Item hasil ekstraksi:
****************
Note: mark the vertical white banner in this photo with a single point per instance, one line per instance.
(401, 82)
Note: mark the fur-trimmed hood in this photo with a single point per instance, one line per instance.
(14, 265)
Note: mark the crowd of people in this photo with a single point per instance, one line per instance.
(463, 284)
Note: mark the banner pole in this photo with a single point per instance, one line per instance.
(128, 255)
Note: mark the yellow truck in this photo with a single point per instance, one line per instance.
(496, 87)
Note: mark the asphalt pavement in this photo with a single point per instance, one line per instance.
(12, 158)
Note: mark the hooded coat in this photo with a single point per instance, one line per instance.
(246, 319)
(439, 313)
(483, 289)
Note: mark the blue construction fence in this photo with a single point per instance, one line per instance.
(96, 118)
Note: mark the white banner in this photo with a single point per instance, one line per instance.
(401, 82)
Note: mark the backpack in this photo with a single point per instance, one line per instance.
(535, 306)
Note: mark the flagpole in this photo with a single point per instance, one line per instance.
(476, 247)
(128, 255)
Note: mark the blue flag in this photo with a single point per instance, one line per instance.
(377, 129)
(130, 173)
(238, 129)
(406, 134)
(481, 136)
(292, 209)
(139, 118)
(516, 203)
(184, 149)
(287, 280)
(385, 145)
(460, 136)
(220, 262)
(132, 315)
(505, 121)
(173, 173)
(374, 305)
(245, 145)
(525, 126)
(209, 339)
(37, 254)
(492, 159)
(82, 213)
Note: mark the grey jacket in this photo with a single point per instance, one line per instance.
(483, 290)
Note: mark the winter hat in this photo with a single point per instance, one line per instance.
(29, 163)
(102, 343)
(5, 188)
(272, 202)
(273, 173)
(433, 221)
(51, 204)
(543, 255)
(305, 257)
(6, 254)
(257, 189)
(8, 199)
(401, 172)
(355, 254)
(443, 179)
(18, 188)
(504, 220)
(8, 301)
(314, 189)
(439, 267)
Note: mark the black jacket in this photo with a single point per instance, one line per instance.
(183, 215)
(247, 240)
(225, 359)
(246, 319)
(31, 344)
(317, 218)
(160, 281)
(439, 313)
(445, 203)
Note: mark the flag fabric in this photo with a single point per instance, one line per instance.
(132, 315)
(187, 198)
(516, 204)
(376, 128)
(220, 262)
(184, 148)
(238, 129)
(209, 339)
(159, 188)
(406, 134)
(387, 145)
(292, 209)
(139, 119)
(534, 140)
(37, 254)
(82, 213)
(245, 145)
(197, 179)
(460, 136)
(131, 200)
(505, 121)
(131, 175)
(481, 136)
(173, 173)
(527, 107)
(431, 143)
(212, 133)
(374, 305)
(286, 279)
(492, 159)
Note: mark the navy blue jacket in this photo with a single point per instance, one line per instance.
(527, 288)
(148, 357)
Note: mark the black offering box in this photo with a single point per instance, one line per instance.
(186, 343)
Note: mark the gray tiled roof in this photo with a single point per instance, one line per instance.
****************
Tugas Anda: Cetak ulang tanpa perubahan baris-baris item mulai dari baris yang memuat "Note: mark the winter" hingga akhir item, termasuk baris tersebut.

Jawaban Benar:
Note: mark the winter hat in this photo with a single point per instance, one line per instance.
(29, 163)
(102, 343)
(5, 188)
(272, 202)
(273, 173)
(433, 221)
(51, 204)
(543, 255)
(305, 257)
(6, 254)
(257, 189)
(8, 199)
(401, 172)
(355, 254)
(443, 179)
(18, 188)
(504, 220)
(8, 301)
(314, 189)
(439, 267)
Note: mark the black jacket in this photo with a single point per instance, one line per instance.
(183, 215)
(247, 240)
(225, 359)
(246, 319)
(31, 344)
(317, 218)
(160, 281)
(439, 313)
(445, 203)
Note: mark the flag fabric in this photo with a single point per instance, one line per instance.
(132, 315)
(187, 198)
(516, 204)
(376, 128)
(220, 262)
(184, 148)
(238, 129)
(209, 339)
(159, 188)
(406, 134)
(387, 145)
(292, 209)
(139, 119)
(534, 140)
(37, 254)
(82, 213)
(245, 145)
(197, 179)
(460, 136)
(131, 200)
(505, 121)
(131, 175)
(481, 136)
(173, 173)
(527, 107)
(431, 143)
(212, 133)
(374, 305)
(286, 279)
(492, 159)
Note: mark the navy blue jacket in this photo with a single point per instance, one line per instance.
(527, 288)
(148, 357)
Note: mark the black offering box in this photo with a single point per instance, one line per instance.
(186, 343)
Note: mark the gray tiled roof in this photo with a single point per instance, one line per instance.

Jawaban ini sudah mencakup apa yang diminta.